This exercise calls for the line with "Query: hazy sky", the line with "Query: excavator", and all lines between them in the material below, output exactly and with no other lines.

[Start of section]

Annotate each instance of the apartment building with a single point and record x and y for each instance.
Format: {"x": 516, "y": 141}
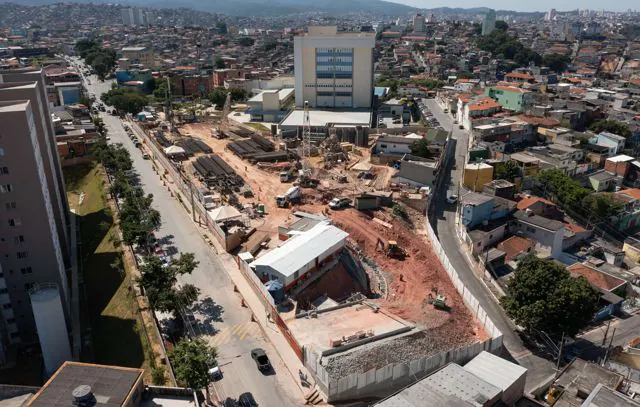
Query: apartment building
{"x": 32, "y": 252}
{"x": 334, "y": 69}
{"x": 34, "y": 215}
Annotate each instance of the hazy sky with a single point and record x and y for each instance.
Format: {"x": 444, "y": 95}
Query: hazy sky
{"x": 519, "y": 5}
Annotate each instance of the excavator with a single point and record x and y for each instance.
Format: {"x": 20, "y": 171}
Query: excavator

[End of section]
[Start of section]

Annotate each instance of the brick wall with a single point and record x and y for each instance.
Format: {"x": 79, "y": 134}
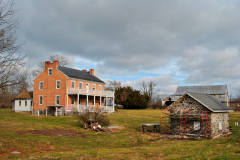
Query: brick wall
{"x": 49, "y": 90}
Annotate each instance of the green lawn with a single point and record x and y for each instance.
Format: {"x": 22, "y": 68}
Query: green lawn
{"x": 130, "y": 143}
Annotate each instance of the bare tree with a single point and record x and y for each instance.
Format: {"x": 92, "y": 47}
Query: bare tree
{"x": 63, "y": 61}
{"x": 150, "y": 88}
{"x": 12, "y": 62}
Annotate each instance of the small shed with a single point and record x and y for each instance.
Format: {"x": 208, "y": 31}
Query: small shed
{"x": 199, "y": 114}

[End of section]
[Start of section]

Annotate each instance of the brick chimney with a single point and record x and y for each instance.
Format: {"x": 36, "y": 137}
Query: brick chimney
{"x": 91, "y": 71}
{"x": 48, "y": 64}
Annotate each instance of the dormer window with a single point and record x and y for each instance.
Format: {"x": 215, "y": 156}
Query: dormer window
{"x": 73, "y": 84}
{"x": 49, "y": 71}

[End of section]

> **SOLUTION TO THIS PROBLEM**
Query: hazy sky
{"x": 519, "y": 5}
Annotate each instance of the excavator with a single point and record x and y for each instance.
Format: {"x": 20, "y": 171}
Query: excavator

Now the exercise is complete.